Segmentation annotation records:

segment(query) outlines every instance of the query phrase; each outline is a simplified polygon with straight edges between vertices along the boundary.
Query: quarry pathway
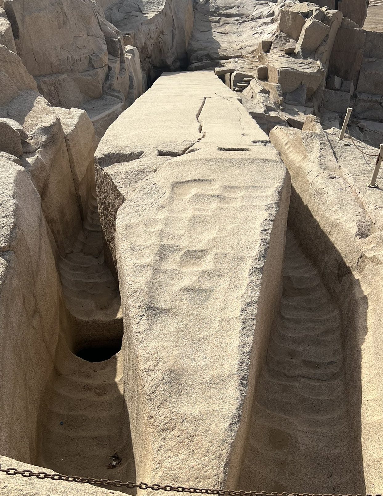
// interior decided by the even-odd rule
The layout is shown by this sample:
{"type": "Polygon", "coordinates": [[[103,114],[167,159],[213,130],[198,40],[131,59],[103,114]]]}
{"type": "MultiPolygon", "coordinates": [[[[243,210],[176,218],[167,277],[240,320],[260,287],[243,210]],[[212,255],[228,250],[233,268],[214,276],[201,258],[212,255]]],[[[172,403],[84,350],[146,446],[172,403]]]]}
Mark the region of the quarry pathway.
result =
{"type": "Polygon", "coordinates": [[[121,429],[126,414],[121,353],[102,362],[74,356],[72,362],[51,387],[39,463],[62,474],[134,479],[130,433],[121,429]],[[122,461],[111,470],[114,454],[122,461]]]}
{"type": "Polygon", "coordinates": [[[241,489],[352,492],[339,312],[288,230],[279,312],[255,392],[241,489]]]}

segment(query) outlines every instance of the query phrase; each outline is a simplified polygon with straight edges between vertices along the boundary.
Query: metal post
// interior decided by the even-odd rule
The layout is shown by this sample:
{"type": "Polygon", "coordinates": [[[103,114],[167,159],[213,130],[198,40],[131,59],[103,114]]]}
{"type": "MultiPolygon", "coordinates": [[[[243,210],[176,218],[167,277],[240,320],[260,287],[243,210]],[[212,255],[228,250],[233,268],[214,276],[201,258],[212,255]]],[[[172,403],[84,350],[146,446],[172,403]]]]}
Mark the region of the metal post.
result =
{"type": "Polygon", "coordinates": [[[375,164],[375,167],[374,169],[371,181],[370,182],[369,184],[368,183],[367,183],[367,186],[369,187],[378,187],[377,178],[378,177],[378,175],[379,174],[379,170],[381,168],[382,158],[383,158],[383,143],[381,143],[381,146],[379,148],[379,154],[377,159],[377,162],[375,164]]]}
{"type": "Polygon", "coordinates": [[[344,122],[343,122],[343,125],[342,126],[342,130],[340,131],[340,134],[339,135],[339,139],[340,141],[342,141],[344,136],[344,133],[346,132],[346,128],[348,124],[348,121],[350,119],[350,116],[351,115],[351,112],[352,112],[352,109],[351,107],[349,107],[347,109],[347,111],[346,113],[346,117],[344,118],[344,122]]]}

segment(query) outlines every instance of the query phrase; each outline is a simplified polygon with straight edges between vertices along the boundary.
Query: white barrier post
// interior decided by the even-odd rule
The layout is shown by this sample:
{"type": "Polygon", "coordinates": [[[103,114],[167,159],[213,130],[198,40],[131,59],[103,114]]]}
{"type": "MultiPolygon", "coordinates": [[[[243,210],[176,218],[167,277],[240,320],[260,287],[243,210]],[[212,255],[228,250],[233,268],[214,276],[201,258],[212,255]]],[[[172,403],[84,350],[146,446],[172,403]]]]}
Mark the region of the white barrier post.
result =
{"type": "Polygon", "coordinates": [[[352,109],[349,107],[347,109],[347,111],[346,113],[346,117],[344,118],[344,121],[343,122],[343,125],[342,126],[342,130],[340,131],[340,134],[339,134],[339,139],[340,141],[342,141],[344,136],[344,133],[346,132],[346,128],[348,124],[348,121],[350,119],[350,116],[351,115],[351,112],[352,112],[352,109]]]}
{"type": "Polygon", "coordinates": [[[382,158],[383,158],[383,143],[381,143],[381,146],[379,148],[379,155],[378,155],[378,158],[377,159],[377,163],[375,164],[373,175],[371,177],[371,181],[370,182],[370,184],[367,183],[367,186],[369,187],[378,187],[377,178],[378,177],[378,175],[379,174],[379,170],[381,168],[382,158]]]}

**YOUR INSTRUCTIONS**
Copy the listing over exactly, skipping the pictures it holds.

**COMPLETE RESPONSE**
segment(query) outlines every instance of the query phrase; each outline is a simplified polygon with straight edges between vertices along the boundary.
Query: quarry pathway
// interior decided by the even-odd rule
The layout is shown by this sample:
{"type": "Polygon", "coordinates": [[[103,114],[167,159],[213,130],[198,40],[131,59],[103,114]]]}
{"type": "MultiPolygon", "coordinates": [[[[243,210],[176,218],[167,277],[240,320],[260,287],[243,210]],[[212,255],[228,250],[233,268],[214,276],[201,258],[212,255]]],[[[172,403],[84,350],[146,446],[172,403]]]]}
Mark the region of the quarry pathway.
result =
{"type": "Polygon", "coordinates": [[[121,429],[126,414],[121,353],[102,362],[74,356],[72,362],[51,387],[39,463],[62,474],[134,479],[130,433],[121,429]],[[122,461],[111,470],[114,454],[122,461]]]}
{"type": "Polygon", "coordinates": [[[241,489],[352,492],[339,312],[288,230],[279,312],[255,392],[241,489]]]}

segment(query) outlines every instance of the query phrase; each outline is a simplified polygon with straight edges between vertices along the boundary.
Query: metal post
// interior decided by the even-odd rule
The layout is shown by this sample:
{"type": "Polygon", "coordinates": [[[103,114],[167,159],[213,130],[198,40],[131,59],[103,114]]]}
{"type": "MultiPolygon", "coordinates": [[[[243,210],[176,218],[167,277],[240,320],[260,287],[243,210]],[[212,255],[228,250],[233,268],[214,276],[201,258],[212,255]]],[[[172,403],[84,350],[146,446],[172,403]]]]}
Mark the region of the metal post.
result =
{"type": "Polygon", "coordinates": [[[375,164],[375,167],[374,169],[371,181],[370,182],[369,184],[368,183],[367,183],[367,186],[369,187],[378,187],[377,178],[378,177],[378,175],[379,174],[379,170],[381,168],[382,158],[383,158],[383,143],[381,143],[381,146],[379,148],[379,154],[377,159],[377,162],[375,164]]]}
{"type": "Polygon", "coordinates": [[[344,122],[343,122],[343,125],[342,126],[342,130],[340,131],[340,134],[339,135],[339,139],[340,141],[342,141],[344,136],[344,133],[346,132],[346,128],[348,124],[348,121],[350,119],[350,116],[351,115],[351,112],[352,112],[352,109],[351,107],[349,107],[347,109],[347,111],[346,113],[346,117],[344,118],[344,122]]]}

segment(query) outlines every instance of the query phrase; each outline is a simplified polygon with straight edges between vertices along the boundary.
Query: white barrier post
// interior decided by the even-odd rule
The layout is shown by this sample:
{"type": "Polygon", "coordinates": [[[103,114],[167,159],[213,130],[198,40],[131,59],[103,114]]]}
{"type": "MultiPolygon", "coordinates": [[[[243,210],[176,218],[167,277],[240,320],[260,287],[243,210]],[[212,255],[228,250],[233,268],[214,276],[201,258],[212,255]]],[[[172,403],[84,350],[146,446],[172,403]]]]}
Mark the region of the white barrier post.
result =
{"type": "Polygon", "coordinates": [[[352,109],[349,107],[347,109],[347,111],[346,113],[346,117],[344,118],[344,121],[343,122],[343,125],[342,126],[342,130],[340,131],[340,134],[339,134],[339,139],[340,141],[342,141],[344,136],[344,133],[346,132],[346,128],[348,124],[348,121],[350,119],[350,116],[351,115],[351,112],[352,112],[352,109]]]}
{"type": "Polygon", "coordinates": [[[382,158],[383,158],[383,143],[381,143],[381,146],[379,148],[379,155],[378,155],[378,158],[377,159],[377,163],[375,164],[373,175],[371,177],[371,181],[370,182],[370,184],[367,183],[367,186],[369,187],[378,187],[377,178],[378,177],[378,175],[379,174],[379,170],[381,168],[382,158]]]}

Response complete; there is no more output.